DIRECTIONS: Copy everything from the line containing "Please outline the white wall" down to the line containing "309,199 -> 342,281", swapping "handrail" for "banister" and leaving all else as it is.

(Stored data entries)
>> begin
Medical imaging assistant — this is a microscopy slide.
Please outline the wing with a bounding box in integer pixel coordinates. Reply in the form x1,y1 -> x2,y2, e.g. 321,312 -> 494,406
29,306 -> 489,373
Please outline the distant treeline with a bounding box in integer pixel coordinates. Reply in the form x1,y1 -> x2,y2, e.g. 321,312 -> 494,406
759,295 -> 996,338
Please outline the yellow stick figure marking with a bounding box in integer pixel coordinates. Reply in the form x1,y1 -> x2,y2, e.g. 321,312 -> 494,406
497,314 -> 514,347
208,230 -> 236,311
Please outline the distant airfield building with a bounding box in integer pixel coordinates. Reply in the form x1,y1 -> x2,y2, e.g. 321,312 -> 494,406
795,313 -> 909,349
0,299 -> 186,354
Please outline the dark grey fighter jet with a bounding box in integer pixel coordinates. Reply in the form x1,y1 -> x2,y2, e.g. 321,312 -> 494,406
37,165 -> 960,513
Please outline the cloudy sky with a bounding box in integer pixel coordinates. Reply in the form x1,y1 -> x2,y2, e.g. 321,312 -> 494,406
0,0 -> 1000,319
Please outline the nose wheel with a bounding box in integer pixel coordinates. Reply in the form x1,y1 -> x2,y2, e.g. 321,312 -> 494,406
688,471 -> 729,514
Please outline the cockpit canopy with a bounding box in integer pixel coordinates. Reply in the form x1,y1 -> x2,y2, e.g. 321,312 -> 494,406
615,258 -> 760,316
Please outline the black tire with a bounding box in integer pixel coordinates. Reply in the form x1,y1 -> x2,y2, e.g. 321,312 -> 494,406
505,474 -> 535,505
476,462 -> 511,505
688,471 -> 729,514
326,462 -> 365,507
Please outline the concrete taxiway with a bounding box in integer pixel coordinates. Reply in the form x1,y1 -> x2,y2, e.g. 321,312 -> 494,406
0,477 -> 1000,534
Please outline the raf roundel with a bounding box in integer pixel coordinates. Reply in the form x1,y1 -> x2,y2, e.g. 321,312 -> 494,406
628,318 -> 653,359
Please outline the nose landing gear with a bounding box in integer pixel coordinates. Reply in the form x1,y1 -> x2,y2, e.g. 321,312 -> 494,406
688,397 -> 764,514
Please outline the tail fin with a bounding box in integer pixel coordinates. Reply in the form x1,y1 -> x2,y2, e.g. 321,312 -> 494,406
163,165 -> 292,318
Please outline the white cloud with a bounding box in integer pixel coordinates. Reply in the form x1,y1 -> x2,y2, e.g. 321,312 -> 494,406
>> end
>> begin
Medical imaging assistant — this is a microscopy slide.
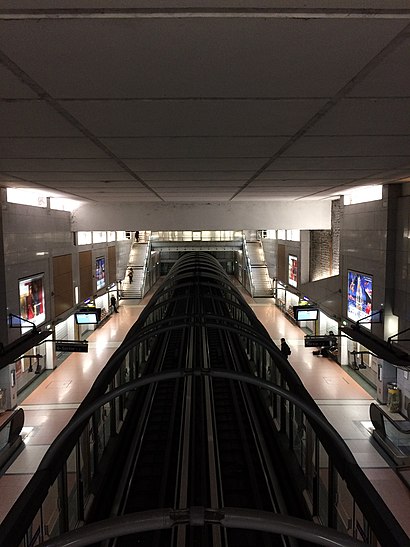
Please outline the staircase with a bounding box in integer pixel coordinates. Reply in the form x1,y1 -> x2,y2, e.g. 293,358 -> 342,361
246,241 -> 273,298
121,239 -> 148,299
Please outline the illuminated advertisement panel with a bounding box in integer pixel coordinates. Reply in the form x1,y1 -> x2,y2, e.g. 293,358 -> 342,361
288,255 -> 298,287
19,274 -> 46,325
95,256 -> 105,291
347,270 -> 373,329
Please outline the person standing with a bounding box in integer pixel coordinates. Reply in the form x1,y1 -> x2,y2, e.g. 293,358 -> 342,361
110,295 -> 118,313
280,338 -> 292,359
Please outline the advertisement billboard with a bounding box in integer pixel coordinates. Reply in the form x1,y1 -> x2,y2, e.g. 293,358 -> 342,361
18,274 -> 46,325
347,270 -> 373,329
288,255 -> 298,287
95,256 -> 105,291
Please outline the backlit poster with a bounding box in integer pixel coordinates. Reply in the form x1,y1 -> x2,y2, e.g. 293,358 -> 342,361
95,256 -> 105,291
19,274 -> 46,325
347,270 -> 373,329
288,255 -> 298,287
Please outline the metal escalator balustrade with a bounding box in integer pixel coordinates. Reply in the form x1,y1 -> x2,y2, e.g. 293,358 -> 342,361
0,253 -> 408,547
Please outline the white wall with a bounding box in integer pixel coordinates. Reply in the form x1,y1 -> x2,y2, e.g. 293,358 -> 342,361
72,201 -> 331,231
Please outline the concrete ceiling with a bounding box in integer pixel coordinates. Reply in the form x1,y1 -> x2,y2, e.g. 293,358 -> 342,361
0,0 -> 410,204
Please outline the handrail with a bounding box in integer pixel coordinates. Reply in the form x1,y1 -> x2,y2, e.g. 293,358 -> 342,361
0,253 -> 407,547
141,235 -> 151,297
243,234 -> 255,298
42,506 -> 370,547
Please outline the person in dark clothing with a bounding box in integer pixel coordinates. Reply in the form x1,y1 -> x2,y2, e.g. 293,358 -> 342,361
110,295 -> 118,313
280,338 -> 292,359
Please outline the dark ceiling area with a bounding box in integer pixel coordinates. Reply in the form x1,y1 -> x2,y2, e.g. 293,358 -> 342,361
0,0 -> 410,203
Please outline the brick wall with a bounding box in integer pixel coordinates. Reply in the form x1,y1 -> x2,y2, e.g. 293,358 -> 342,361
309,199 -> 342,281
>> end
TASK RESULT:
Please outline the white wall with a bounding box in integer pixel coordinates. Reply in the form x1,y1 -> x2,y2, e.g. 293,358 -> 342,361
72,201 -> 331,231
Please outline the concrete ceiling with a bounding box in integer pixel coordinates. Reply in the form x1,y1 -> x2,y2, e.g. 293,358 -> 342,361
0,0 -> 410,204
Please outline the banister with a bounding box in integer pixel coordinates. Reply in the form x1,y1 -> x2,y2, e.g. 293,358 -> 342,361
0,253 -> 407,547
141,235 -> 151,297
243,234 -> 255,298
42,506 -> 370,547
Please outline the person in dark clothing with a bounding box in integer pixel coordinates. Reply in the form x1,y1 -> x2,y2, e.g. 293,358 -> 342,361
110,295 -> 118,313
280,338 -> 292,359
Please outline the dark ceiling area with a bounding box in integer pixel coordinates. Reply in the form x1,y1 -> x2,y2, e.g. 293,358 -> 342,361
0,0 -> 410,203
Please outline the brick wall with a bounding box in integer pixel coordinates. Reply in the form x1,y1 -> x2,y2, e.g. 293,358 -> 342,361
309,199 -> 342,281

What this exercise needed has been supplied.